## ACTIVITY
Each entry must be printed again without a single change.

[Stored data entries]
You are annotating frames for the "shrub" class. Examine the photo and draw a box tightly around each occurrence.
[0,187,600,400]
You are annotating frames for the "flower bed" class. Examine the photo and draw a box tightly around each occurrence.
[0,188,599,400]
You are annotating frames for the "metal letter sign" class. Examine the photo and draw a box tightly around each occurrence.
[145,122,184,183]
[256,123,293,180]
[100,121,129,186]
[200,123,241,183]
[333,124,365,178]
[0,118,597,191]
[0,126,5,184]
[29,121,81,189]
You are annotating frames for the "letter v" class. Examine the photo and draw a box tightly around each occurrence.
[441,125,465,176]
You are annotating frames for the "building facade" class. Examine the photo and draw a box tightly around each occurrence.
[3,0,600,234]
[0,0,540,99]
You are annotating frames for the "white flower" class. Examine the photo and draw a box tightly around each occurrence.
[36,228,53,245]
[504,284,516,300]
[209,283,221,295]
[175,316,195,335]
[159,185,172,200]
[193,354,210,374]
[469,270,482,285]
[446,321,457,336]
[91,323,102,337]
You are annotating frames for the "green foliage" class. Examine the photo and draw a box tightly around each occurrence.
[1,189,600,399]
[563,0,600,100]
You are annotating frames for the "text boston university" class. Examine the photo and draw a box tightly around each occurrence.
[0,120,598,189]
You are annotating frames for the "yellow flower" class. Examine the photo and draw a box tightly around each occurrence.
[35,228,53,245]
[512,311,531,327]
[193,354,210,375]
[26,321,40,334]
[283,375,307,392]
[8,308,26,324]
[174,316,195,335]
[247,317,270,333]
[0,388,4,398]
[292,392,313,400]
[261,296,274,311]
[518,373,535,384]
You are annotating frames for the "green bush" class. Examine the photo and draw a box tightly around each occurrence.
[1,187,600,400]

## RESPONSE TO THE EXERCISE
You are annotating frames for the "shrub" class. Examine the photo and draw a box tightly around each occurrence.
[0,187,600,400]
You are annotating frames for the "flower bed" class. Examine the photo and draw a box tightly around each occurrence.
[0,188,599,400]
You are annotating frames for the "metal letter sign" class. Examine the photo and draw a box tightly around each occurrence.
[145,122,184,183]
[256,123,293,180]
[100,121,129,186]
[200,123,241,183]
[333,124,365,178]
[0,118,597,191]
[0,126,5,184]
[29,121,81,189]
You are annotating frames for the "letter v" class. Examine the photo and draw a box tightly around each occurrence.
[441,125,465,176]
You are annotating frames for the "building facade" class. Examine the photo and draw a box tightly around each occurrence.
[3,0,600,234]
[0,0,540,99]
You are annotating frames for the "white flower" class. Examine the photo and draw a box tightly around each occurrence.
[36,228,53,245]
[504,284,516,300]
[209,283,221,295]
[175,316,195,335]
[159,185,172,200]
[193,354,210,374]
[469,270,482,285]
[446,321,457,336]
[91,323,102,337]
You are annotating frames for the "green foliage" class. Examine the photo and draw a box tightly around each occurrence.
[1,189,600,399]
[563,0,600,100]
You are annotating frames for the "text boston university" class. Examine the photo and draw a box tightly around each occurrence.
[0,120,598,189]
You are annotating frames for the "yellow flower" class. Examine the photo and draw a box tightly around each occurrence.
[35,228,53,245]
[512,311,531,327]
[193,354,210,375]
[26,321,40,334]
[283,375,307,392]
[8,308,26,324]
[174,316,195,335]
[247,317,270,333]
[0,388,4,398]
[292,392,313,400]
[261,296,274,311]
[518,373,535,384]
You are annotating frames for the "green bush" class. Examine the photo and draw a box tightly around each occurrence.
[1,187,600,400]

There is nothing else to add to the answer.